### Directions for this task
An exact copy of the entries is required, with every image omitted.

[Dataset records]

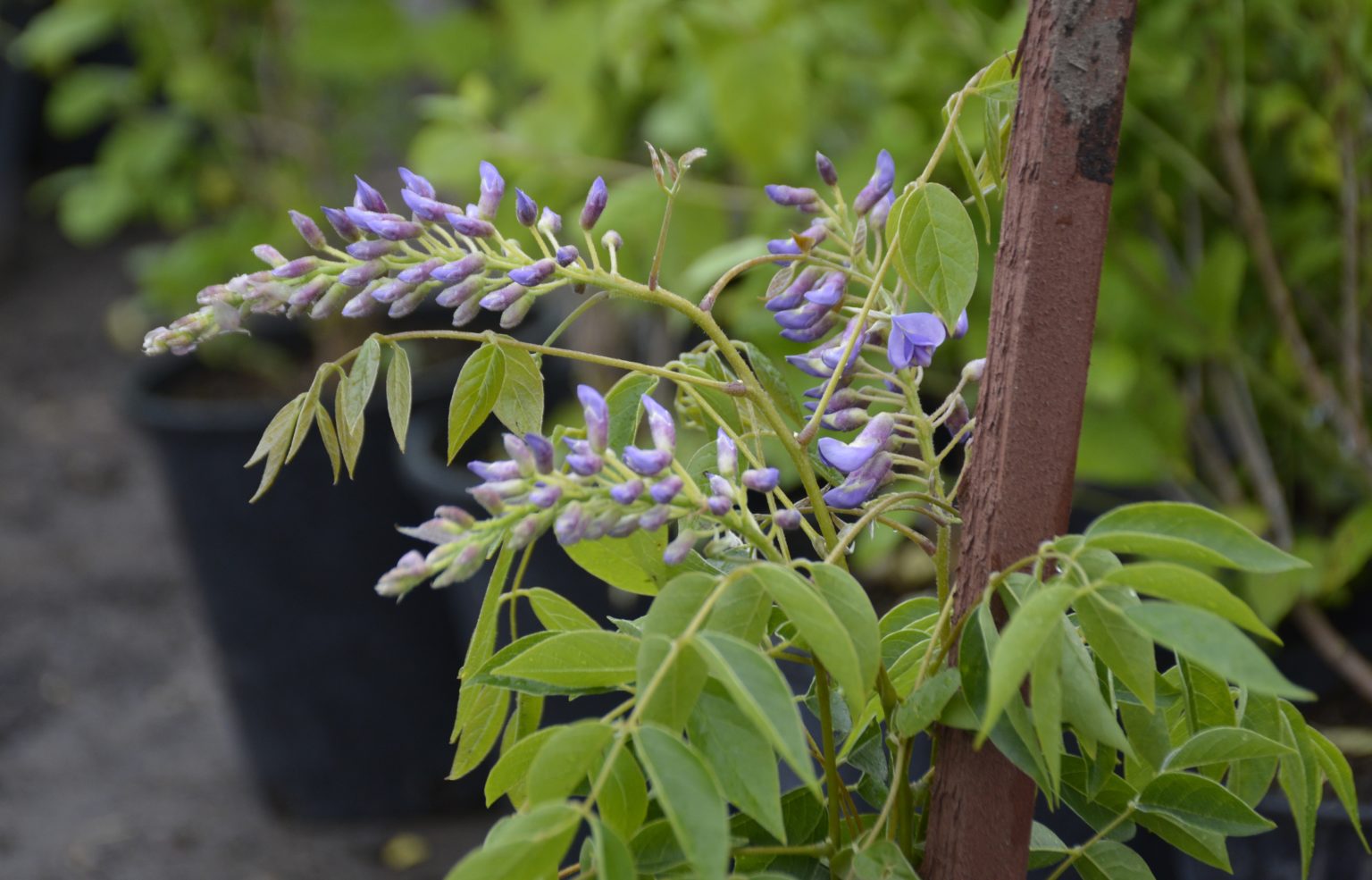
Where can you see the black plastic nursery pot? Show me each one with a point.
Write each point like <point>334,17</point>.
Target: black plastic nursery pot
<point>343,699</point>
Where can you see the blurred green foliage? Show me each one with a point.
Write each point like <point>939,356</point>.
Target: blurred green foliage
<point>236,109</point>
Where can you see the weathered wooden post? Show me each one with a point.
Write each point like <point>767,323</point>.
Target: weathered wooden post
<point>1073,56</point>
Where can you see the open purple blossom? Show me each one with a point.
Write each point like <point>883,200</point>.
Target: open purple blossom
<point>914,338</point>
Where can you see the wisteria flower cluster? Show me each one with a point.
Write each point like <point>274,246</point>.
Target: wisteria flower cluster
<point>745,542</point>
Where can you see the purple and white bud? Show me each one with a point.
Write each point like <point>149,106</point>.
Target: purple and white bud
<point>883,179</point>
<point>726,453</point>
<point>534,273</point>
<point>338,219</point>
<point>417,183</point>
<point>571,524</point>
<point>826,169</point>
<point>368,198</point>
<point>647,462</point>
<point>760,480</point>
<point>473,227</point>
<point>502,298</point>
<point>791,197</point>
<point>660,424</point>
<point>549,222</point>
<point>627,493</point>
<point>526,212</point>
<point>680,548</point>
<point>597,416</point>
<point>596,201</point>
<point>269,256</point>
<point>544,496</point>
<point>667,489</point>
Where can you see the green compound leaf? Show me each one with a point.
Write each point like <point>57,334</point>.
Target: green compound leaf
<point>689,798</point>
<point>1187,532</point>
<point>936,250</point>
<point>473,396</point>
<point>520,403</point>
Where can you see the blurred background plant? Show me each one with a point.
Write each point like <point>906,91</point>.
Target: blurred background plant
<point>1233,352</point>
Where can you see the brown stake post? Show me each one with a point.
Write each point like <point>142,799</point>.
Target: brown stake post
<point>1073,61</point>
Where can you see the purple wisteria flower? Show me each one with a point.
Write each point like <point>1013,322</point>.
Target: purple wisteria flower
<point>914,338</point>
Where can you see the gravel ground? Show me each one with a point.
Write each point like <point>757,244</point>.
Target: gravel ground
<point>117,755</point>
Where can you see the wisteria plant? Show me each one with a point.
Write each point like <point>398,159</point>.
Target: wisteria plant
<point>748,572</point>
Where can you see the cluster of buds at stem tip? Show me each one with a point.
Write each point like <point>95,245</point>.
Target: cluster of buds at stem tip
<point>593,491</point>
<point>394,263</point>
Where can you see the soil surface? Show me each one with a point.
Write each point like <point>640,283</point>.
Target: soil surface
<point>118,758</point>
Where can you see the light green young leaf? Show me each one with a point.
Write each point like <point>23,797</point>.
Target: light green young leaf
<point>1117,641</point>
<point>473,396</point>
<point>1213,642</point>
<point>557,613</point>
<point>1190,588</point>
<point>1200,802</point>
<point>565,759</point>
<point>520,403</point>
<point>759,690</point>
<point>1187,532</point>
<point>1223,746</point>
<point>936,250</point>
<point>742,761</point>
<point>398,393</point>
<point>689,798</point>
<point>1018,645</point>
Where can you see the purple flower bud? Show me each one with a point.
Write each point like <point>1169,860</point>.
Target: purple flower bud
<point>814,331</point>
<point>680,548</point>
<point>460,269</point>
<point>419,272</point>
<point>549,222</point>
<point>371,248</point>
<point>596,201</point>
<point>878,186</point>
<point>417,183</point>
<point>826,169</point>
<point>655,518</point>
<point>660,424</point>
<point>345,227</point>
<point>544,496</point>
<point>542,450</point>
<point>571,524</point>
<point>597,416</point>
<point>309,230</point>
<point>297,268</point>
<point>860,483</point>
<point>726,453</point>
<point>647,462</point>
<point>667,489</point>
<point>458,294</point>
<point>269,256</point>
<point>526,212</point>
<point>914,338</point>
<point>502,298</point>
<point>368,198</point>
<point>493,189</point>
<point>760,480</point>
<point>627,493</point>
<point>873,438</point>
<point>467,312</point>
<point>473,227</point>
<point>791,197</point>
<point>361,273</point>
<point>534,273</point>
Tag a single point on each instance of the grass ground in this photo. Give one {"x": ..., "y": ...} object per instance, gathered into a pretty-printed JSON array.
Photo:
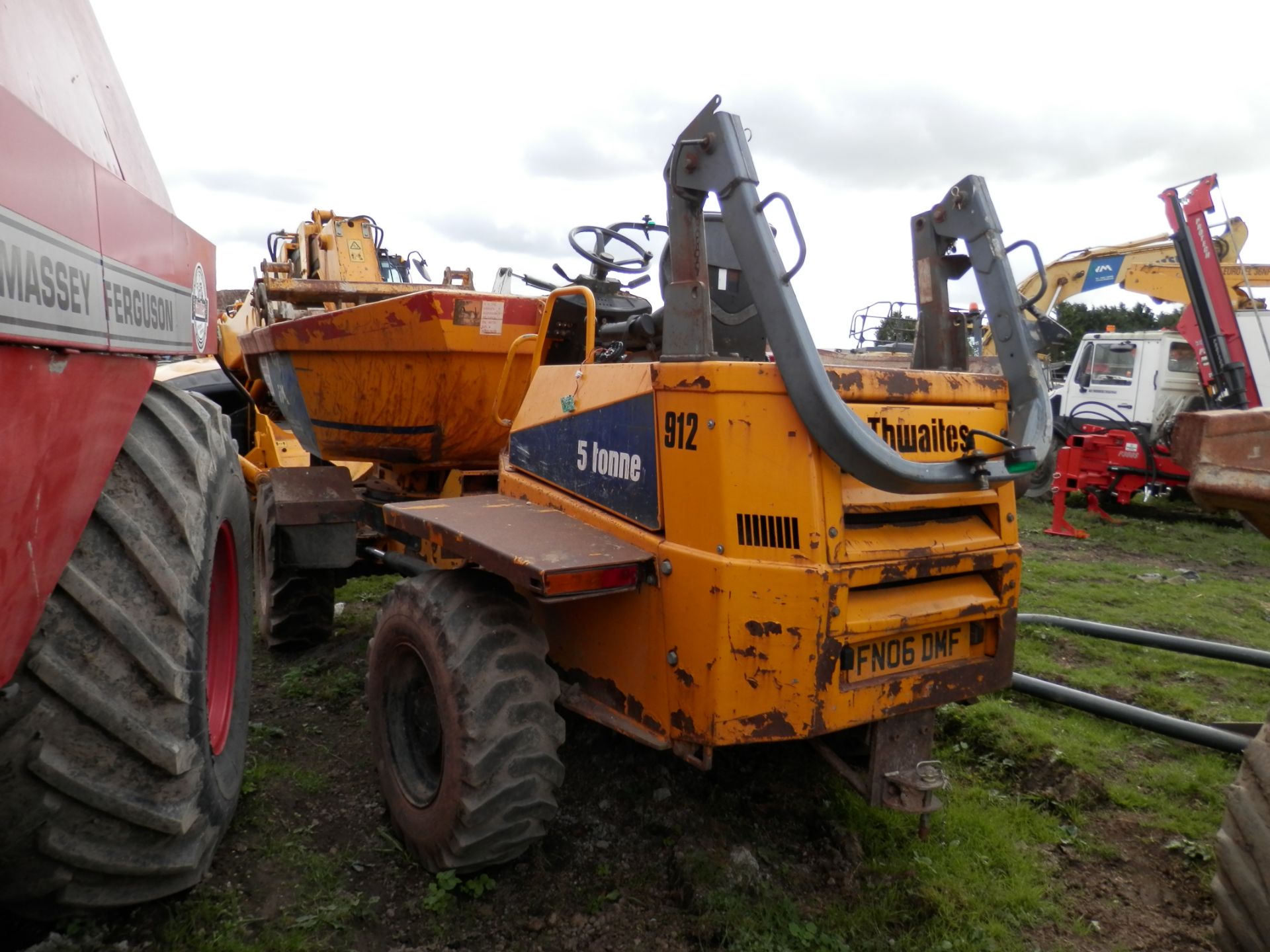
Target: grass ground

[/Dataset records]

### Written solution
Where can you see the black plastic nursery pot? Show me each one with a point.
Write each point like <point>334,17</point>.
Target: black plastic nursery pot
<point>343,699</point>
Where can you see the blurred green foliage? Show me each one with a point.
Write each point like <point>939,356</point>.
Target: blurred green foliage
<point>236,109</point>
Where can you see the weathered wooden post? Show me each one with a point.
Write each point like <point>767,323</point>.
Target: weathered wooden post
<point>1073,56</point>
Where can you see the open purple blossom? Show me each one with a point.
Write each point like <point>883,200</point>.
Target: open purple blossom
<point>914,338</point>
Where can you see the wisteria flower cluster? Show me each one with a point.
Write each point like <point>274,246</point>.
Target: wisteria flower cluster
<point>745,542</point>
Where can you see the purple and white bud? Show me each one with a point.
Write each point like <point>149,106</point>.
Target: purple and white bud
<point>883,179</point>
<point>726,453</point>
<point>534,273</point>
<point>338,219</point>
<point>417,183</point>
<point>571,524</point>
<point>826,169</point>
<point>368,198</point>
<point>647,462</point>
<point>760,480</point>
<point>473,227</point>
<point>502,298</point>
<point>791,197</point>
<point>660,424</point>
<point>549,222</point>
<point>627,493</point>
<point>526,212</point>
<point>680,548</point>
<point>597,416</point>
<point>596,201</point>
<point>269,256</point>
<point>544,496</point>
<point>667,489</point>
Where can you see the green compound leaf? Show me each one with a point.
Write each point like <point>57,334</point>.
Target: green compound leaf
<point>689,798</point>
<point>1187,532</point>
<point>936,250</point>
<point>473,396</point>
<point>520,403</point>
Where can you see the blurred background plant? Show me each one with a point.
Write each point like <point>906,91</point>.
Target: blurred background plant
<point>1233,352</point>
Where can you see the brown stake post? Show me each one with a point.
Write each point like <point>142,799</point>.
Target: brown stake post
<point>1073,61</point>
Where can you see the purple wisteria flower? Show me each one with a point.
Write each point like <point>1013,322</point>.
Target: purple wisteria flower
<point>914,338</point>
Where can you see the gravel ground? Show me each one with a point.
Write each point like <point>757,244</point>.
Target: gravel ground
<point>117,755</point>
Where can you see the wisteria plant? Show me each one with a point.
Write each point like <point>398,159</point>.
Target: wisteria plant
<point>748,572</point>
Where can you see the cluster of buds at stem tip? Show me each one with a point.
Write each point like <point>95,245</point>.
Target: cluster of buds at stem tip
<point>593,491</point>
<point>394,263</point>
Where can you see the soil surface? Show me each one with a point.
Write each point like <point>640,283</point>.
Target: soil surface
<point>118,758</point>
Where can you see the light green young leaf? Show me each one with a point.
Write each point like <point>23,797</point>.
Target: light green young leaf
<point>1117,641</point>
<point>473,396</point>
<point>1213,642</point>
<point>557,613</point>
<point>1190,588</point>
<point>1200,802</point>
<point>565,759</point>
<point>520,403</point>
<point>759,690</point>
<point>1187,532</point>
<point>1223,746</point>
<point>936,250</point>
<point>742,761</point>
<point>398,393</point>
<point>689,798</point>
<point>1018,645</point>
Where can you see the purple flower bud? Show me each one with a point.
Write each point like <point>1169,860</point>.
Target: purple flower bud
<point>814,331</point>
<point>680,548</point>
<point>460,269</point>
<point>419,272</point>
<point>549,222</point>
<point>371,248</point>
<point>596,201</point>
<point>878,186</point>
<point>417,183</point>
<point>826,169</point>
<point>655,518</point>
<point>660,424</point>
<point>345,227</point>
<point>544,496</point>
<point>542,450</point>
<point>571,524</point>
<point>597,416</point>
<point>309,230</point>
<point>297,268</point>
<point>860,483</point>
<point>726,453</point>
<point>647,462</point>
<point>667,489</point>
<point>458,294</point>
<point>269,256</point>
<point>526,212</point>
<point>914,338</point>
<point>502,298</point>
<point>368,198</point>
<point>493,189</point>
<point>760,480</point>
<point>627,493</point>
<point>873,438</point>
<point>467,312</point>
<point>473,227</point>
<point>791,197</point>
<point>361,273</point>
<point>534,273</point>
Tag a single point on each instance of the grass ground in this photo. Give one {"x": ..., "y": ...} object per instance, gathered into a pretty-printed JSON array.
Photo:
Target: grass ground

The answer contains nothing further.